§ SOURCE PASSAGE:
** BEGIN **

# Phrag. Identification help



## Michael Bonda (Mar 7, 2020)

Hello 

I picked up this Phrag at a local orchid show (Tampa) from a local nursery (Palmer Orchids). It was labeled as Paph William Amber which of course it is not.

I am wondering if it is a besseae primary hybrid 
with lindleyanum = Andean Fire since red and wide low petals (or with sargentianum = Mem Dick Clememts).

It is a rather compact growth (leaf length 10inches/25cm) and medium flower size (3x3 inches/7.5x7.5cm). Yellow in the slipper.

Any opinions would be greatly appreciated. 

Thank you


----------



## Michael Bonda (Mar 7, 2020)

Additional photos:


----------



## Michael Bonda (Mar 7, 2020)

Additional photo:


----------



## Michael Bonda (Mar 7, 2020)




----------



## Ray (Mar 8, 2020)

As the grower is local, I suggest you contact them for an answer.


----------



## monocotman (Mar 8, 2020)

I agree with Ray. Ask the grower.
It doesn’t look like an MDC to me, 
David


----------



## Hien (Mar 8, 2020)

Is the price tag on the leaf what you paid?
if it is the price I see in the photo, you have the right for the correct name from the seller.
(some time I do buy plant with dubious name tag, or no name tag , and sometimes seller promise the name after the show, well after the show , as you would guess, how many seller would remember to get you the correct name/tag later !)
anyway, there are three besseae crosses:
besseae x lindleyanum= Andean Fire
besseae x sargentianum=MDM
besseae x kaieteurum=Rosalie Dixler
http://slipperorchids.info/phragprimaries/index.html
By the way I do have a plant I bought from a recent local show here with no name tag, which I die to know the name as well.
Most peoples who grow orchids for a long time are very careful , either they don't pull the tag out, or when they pull the tag out, they make sure to replace it back properly .
Beginners at orchid shows or nurseries pull the tags out, and put it back in another pot next to the one they pull out. or they don't even put it back .


----------



## MaxC (Mar 8, 2020)

I would wager it is: Phragmipedium QF Maria lindleyanum x dalessandroi


----------



## Hien (Mar 8, 2020)

MaxC said:


> I would wager it is: Phragmipedium QF Maria lindleyanum x dalessandroi



interesting, the down turn petals & the 2 lighter areas from the center do remind one of dalessandroi


----------



## Michael Bonda (Mar 9, 2020)

Thanks for the replies. I’ll check with the grower/nursery. The staff at the sales booth told me is was labeled Paph but was Phrag. Wiliam Amber (one letter l) which is not a known phrag. I am not a cultivator just collect and grow so I will just appreciate it as it blooms.

** END **

Object location annotation data:
** BEGIN **

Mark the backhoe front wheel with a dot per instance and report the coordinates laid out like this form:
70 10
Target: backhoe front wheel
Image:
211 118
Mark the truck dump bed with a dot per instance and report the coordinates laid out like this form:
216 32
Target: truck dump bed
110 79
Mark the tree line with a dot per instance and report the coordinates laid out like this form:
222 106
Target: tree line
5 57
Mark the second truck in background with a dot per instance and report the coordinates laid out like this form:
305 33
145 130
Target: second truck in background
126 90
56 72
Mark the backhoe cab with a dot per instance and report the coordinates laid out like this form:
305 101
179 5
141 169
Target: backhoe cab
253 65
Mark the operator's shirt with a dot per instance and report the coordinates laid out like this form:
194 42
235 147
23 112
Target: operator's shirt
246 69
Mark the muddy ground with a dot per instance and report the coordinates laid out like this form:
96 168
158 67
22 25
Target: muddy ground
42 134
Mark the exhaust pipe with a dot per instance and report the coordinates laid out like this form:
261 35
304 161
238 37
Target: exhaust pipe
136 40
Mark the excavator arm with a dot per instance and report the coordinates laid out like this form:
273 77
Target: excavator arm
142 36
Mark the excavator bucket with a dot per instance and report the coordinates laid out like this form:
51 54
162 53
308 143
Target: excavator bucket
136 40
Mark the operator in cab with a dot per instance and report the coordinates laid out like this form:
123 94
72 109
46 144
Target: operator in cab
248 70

** END **
** BEGIN **

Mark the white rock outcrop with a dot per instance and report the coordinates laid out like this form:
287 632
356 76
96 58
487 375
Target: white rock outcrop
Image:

** END **

§ INSTRUCTION: Proceed with the forum thread on identifying the Phrag orchid, picking up after its last post.

§ EXERCISE OUTPUT:
----------



## awesomei (Mar 9, 2020)

Here is my QF Maria, not sure that is what it is???


----------



## MaxC (Mar 9, 2020)

I am not sure why but there are a lot of misspelled examples of Paph. William Ambler _Paphiopedilum rothschildianum_ x _Paphiopedilum wilhelminae _as _"_William Amber" that come up when you search. William Ambler cross was registered in 2001 by Dr. Thomas Ott and bred by Fox Valley. I hope that helps when you speak to the grower. One thing to remember about Phrags. is some nurseries are doing the same thing as we are and buying from a breeder, so information can be lost/distorted by the time it shows up at a show. They may be selling hundreds of Phals for every Phrag so that also adds to lack of accurate information and the link to their website looks to be from 2017 so may not be a bigger mover. Hien also hit on key points that add to possible conclusion. Then you throw it that plants may look slightly and strongly different then other plants of the same cross. I went off of what they were selling on their website of QF Maria, form and coloring looks similar along with branching would strongly point to it being QF Maria.


----------



## Michael Bonda (Mar 9, 2020)

Thanks again. The lip of the slipper is very yellow, wide and deep with many small red dots that most pics of QF Maria do not have.....
So far I will call it Phrag unknown.......


----------



## MaxC (Mar 9, 2020)

Yeah, it is hard to exactly say. Two different examples of QF Maria. First picture is from Quintal Farms and second is from Ecuagenera, very different.


----------



## tomkalina (Mar 9, 2020)

The second photo isn't a Phrag. d'alessandroi but rather a hybrid of some sort. Here's a photo of our Phrag. d'alessandroi 'Fox Valley' CHM/AOS. one that was certified by Selby as a comparison..


----------



## littlefrog (Mar 9, 2020)

Not sure how a knowledgeable vendor can sell a phrag as a paph. They really do look different even as plants. Especially a multifloral paph like William Ambler. Sheesh.


----------



## Michael Bonda (Mar 9, 2020)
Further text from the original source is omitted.